══ EXTRACTED TEXT

Friday, August 19, 2011

I'm getting over the cambodia trip. At least im not thinking so much about it now. I have decided to go for these trips when i am in JC! This week had been a really tiring week with the Level 3 workshop. Everyday i reach home at around 7pm, eat dinner, and then started on my lonely life at home. I used to want to do many things, but time constraints so far has made me lose passion for alot of things. I feel that i have become a colder person too, more of a nerd, instead of my last time fun loving self. I have changed. I have become more routine, more systematic and more conscious of time, rather than my old self when what i wanted to do was just to be happy. Part of this is most probably attributed to my parents pushing me to get good results, if they wasnt pleased with my results, then i would not be allowed to attend the camps or anything fun or whatnot in the December holidays, which is what i have been looking forward to for the whole year only.
I have become like a time conscious freak now, since the start of this term.
From the start of the year to end of first semester i worked hard and forced myself to study, but i wasn't so conscious about time, i would just set a minimum study time for myself everyday and try to achieve it. Also i spent more time playing basketball and hanging out with kawee they all too. That was the friendship that i have built up...

However since the start of this semester I have become a time conscious freak. I now try and plan my time very carefully, with time specifically controlled for relax, or for chionging reading or anything else. That made me more stress... i now try to study more than 2 hours a day too. I think i need a good time to relax soon, so that i wont overwork.

My typical day.
Morning: Mornings will be spent at morning meetings for SL, the meetings are boring and sometimes not needed, but it is still necessary i guess, no offense anyhow, but yea thats how i feel. Then i will go back to my class and sit down.
If there is no morning meeting then i will just go to class.
Usually i will talk to Glen then. If its English reading period i will read a little or think about stuff and if its chinese then i will just switch off and think about life.

Lesson times: I will pay more attention in class nowadays compared to last time, or i will switch to my inner thoughts,sometimes i talk with chengyih and joshua, but i feel that a change of place might be good so that we can know more people and thus the class can be more bonded too.

════

Print the part of the blog post between "From the start" and "have built up...", inclusive. You won't need the lines that follow the blog post.

══ GIVEN INFORMATION

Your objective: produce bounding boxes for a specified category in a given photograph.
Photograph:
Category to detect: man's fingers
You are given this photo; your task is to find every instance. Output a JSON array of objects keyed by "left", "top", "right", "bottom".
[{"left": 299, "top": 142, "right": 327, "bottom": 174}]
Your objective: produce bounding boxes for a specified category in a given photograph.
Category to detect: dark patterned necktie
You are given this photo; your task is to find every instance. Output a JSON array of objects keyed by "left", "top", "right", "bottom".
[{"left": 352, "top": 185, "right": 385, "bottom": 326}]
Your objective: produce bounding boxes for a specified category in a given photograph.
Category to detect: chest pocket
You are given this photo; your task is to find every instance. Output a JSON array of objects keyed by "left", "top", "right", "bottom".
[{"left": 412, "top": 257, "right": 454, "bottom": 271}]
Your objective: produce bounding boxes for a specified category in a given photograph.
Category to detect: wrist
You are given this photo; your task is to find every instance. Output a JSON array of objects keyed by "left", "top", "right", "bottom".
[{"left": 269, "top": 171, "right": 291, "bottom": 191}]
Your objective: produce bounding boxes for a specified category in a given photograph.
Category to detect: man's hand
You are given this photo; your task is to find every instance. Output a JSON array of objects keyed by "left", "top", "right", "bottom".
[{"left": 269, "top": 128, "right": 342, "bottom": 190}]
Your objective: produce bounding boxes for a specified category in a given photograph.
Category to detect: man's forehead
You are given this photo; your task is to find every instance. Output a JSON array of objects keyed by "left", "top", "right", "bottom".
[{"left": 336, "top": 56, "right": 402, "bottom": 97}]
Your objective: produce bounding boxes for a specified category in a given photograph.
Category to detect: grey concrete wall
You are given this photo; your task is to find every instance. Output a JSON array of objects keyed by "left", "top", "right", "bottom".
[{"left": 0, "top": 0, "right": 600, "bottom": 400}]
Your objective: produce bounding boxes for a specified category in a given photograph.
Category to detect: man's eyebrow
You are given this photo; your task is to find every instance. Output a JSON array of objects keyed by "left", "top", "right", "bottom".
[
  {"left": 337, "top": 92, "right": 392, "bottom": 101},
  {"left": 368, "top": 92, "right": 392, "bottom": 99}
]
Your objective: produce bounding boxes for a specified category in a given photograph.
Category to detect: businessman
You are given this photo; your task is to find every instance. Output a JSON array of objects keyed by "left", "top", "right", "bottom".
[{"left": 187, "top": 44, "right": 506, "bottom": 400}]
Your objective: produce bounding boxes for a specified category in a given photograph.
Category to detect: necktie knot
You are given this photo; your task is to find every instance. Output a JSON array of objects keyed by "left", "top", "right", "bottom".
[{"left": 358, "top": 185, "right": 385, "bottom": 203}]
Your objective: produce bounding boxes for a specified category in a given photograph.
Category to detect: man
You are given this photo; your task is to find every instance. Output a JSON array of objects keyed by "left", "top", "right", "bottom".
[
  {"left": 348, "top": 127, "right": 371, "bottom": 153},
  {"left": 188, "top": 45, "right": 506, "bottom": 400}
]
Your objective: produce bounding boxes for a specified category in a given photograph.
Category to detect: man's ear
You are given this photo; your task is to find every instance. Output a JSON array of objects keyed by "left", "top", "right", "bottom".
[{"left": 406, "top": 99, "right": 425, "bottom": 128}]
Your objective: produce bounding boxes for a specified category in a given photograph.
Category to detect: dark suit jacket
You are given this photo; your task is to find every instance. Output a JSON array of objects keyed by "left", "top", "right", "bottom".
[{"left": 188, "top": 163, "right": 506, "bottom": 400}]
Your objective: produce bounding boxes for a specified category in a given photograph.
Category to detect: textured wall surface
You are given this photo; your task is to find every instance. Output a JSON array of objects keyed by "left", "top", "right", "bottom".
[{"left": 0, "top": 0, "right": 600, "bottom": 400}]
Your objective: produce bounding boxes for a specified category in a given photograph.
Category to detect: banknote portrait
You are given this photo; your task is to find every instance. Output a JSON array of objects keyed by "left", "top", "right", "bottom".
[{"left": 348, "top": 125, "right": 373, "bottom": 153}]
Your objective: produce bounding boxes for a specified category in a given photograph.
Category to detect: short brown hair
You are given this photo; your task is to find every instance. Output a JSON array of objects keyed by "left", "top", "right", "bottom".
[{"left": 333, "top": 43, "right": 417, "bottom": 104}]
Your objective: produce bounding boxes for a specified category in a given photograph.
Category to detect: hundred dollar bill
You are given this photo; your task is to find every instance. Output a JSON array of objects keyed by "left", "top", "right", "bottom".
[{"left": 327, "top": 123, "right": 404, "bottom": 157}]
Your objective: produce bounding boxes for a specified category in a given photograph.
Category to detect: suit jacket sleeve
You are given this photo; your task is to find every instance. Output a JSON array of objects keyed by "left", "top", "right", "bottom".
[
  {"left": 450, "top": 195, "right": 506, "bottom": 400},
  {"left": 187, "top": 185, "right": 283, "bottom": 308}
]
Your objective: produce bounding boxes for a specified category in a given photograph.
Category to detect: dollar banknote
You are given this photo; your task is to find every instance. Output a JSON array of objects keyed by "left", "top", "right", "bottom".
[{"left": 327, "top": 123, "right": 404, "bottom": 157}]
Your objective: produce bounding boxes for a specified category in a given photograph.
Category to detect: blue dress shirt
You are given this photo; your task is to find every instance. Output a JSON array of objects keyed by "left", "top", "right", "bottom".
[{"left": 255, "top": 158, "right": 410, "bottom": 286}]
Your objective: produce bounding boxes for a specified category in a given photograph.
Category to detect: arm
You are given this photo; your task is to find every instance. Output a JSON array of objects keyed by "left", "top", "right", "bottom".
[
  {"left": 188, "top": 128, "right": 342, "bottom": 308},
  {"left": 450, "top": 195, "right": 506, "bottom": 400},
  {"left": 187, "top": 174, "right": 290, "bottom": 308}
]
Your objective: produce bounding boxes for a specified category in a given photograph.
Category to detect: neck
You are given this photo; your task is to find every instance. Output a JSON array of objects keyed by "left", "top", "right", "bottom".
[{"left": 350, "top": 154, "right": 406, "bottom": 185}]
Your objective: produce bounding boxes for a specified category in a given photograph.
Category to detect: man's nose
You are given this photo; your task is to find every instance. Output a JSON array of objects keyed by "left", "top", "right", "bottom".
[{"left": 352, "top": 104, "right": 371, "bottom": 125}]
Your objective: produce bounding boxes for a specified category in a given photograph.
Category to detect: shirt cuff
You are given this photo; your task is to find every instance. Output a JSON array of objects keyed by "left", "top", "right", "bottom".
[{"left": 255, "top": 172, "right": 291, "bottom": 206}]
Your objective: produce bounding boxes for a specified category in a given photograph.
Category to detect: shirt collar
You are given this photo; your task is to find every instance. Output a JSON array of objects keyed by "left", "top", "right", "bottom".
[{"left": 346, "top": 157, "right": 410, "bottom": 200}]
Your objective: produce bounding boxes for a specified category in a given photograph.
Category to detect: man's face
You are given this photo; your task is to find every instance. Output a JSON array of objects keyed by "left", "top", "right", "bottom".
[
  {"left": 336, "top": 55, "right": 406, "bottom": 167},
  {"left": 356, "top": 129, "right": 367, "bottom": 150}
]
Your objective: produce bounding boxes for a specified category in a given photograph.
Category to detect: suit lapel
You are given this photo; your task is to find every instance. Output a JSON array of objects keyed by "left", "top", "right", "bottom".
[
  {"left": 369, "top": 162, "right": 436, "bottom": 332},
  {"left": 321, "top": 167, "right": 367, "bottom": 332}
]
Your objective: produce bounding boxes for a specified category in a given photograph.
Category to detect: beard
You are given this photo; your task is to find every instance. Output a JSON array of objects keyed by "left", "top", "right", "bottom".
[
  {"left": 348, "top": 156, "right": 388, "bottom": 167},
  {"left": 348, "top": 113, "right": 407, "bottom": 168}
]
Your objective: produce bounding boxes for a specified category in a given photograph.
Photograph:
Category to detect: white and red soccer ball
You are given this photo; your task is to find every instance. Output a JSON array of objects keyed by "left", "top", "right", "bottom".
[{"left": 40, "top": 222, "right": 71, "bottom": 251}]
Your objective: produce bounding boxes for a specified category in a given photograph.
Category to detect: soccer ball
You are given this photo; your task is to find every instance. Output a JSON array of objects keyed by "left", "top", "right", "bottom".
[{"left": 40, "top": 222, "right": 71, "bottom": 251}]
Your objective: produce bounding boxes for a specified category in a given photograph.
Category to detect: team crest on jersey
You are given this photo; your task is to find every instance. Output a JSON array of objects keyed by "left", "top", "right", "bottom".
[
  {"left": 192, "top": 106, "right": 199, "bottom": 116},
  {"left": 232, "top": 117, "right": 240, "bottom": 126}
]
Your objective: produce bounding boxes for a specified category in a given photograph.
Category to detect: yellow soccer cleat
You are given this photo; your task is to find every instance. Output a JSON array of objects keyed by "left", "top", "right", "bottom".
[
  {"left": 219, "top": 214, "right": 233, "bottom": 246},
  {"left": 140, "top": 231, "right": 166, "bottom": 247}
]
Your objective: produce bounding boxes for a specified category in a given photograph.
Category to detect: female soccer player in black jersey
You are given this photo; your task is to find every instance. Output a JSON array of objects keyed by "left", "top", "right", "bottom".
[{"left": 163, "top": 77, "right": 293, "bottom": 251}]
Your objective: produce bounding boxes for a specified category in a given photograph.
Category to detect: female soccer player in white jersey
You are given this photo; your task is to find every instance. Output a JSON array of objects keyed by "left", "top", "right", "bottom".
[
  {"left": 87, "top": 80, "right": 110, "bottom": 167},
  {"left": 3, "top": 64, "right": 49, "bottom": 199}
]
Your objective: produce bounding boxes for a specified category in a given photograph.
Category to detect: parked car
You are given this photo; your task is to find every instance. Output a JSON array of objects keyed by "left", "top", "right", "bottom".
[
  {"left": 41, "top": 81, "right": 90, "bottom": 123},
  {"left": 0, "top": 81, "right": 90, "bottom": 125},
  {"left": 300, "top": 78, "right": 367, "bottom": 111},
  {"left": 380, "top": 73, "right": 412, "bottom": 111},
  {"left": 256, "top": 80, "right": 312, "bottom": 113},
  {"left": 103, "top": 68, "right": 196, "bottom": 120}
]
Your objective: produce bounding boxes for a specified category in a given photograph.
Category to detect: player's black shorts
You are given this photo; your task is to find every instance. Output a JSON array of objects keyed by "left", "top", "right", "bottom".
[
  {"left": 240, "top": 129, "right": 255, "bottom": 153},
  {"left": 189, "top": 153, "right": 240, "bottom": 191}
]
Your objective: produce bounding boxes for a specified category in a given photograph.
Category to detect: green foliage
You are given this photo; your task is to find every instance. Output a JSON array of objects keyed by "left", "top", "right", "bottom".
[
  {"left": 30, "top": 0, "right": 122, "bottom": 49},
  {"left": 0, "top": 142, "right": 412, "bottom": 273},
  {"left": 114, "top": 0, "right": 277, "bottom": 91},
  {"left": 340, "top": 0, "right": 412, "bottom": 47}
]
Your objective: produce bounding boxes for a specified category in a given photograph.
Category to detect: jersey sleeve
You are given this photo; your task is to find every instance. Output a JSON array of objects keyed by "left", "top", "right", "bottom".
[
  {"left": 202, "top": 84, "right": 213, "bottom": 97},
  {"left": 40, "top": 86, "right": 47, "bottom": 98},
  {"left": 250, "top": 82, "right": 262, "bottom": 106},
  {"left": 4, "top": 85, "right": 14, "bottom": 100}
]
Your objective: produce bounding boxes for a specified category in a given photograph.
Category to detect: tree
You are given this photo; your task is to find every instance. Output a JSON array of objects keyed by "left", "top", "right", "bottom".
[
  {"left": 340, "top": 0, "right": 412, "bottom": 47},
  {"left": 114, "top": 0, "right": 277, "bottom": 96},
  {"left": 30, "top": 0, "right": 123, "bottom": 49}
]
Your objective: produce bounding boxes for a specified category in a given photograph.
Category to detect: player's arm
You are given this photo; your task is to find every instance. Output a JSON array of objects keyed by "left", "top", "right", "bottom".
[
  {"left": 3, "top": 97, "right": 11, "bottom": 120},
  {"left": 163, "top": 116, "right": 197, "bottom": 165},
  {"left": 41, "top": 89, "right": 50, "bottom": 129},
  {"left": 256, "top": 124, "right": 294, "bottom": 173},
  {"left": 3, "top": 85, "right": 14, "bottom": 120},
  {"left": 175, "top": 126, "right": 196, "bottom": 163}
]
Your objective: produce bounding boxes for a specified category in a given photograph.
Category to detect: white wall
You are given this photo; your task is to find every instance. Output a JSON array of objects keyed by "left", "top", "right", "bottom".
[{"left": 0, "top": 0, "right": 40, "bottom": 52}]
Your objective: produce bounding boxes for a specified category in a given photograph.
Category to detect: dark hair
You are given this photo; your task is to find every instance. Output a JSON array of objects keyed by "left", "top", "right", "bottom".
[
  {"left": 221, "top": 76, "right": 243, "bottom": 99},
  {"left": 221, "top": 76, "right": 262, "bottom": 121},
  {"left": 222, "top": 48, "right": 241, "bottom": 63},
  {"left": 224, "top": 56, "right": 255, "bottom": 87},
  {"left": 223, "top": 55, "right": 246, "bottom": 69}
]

════

RESPONSE
From the start of the year to end of first semester i worked hard and forced myself to study, but i wasn't so conscious about time, i would just set a minimum study time for myself everyday and try to achieve it. Also i spent more time playing basketball and hanging out with kawee they all too. That was the friendship that i have built up...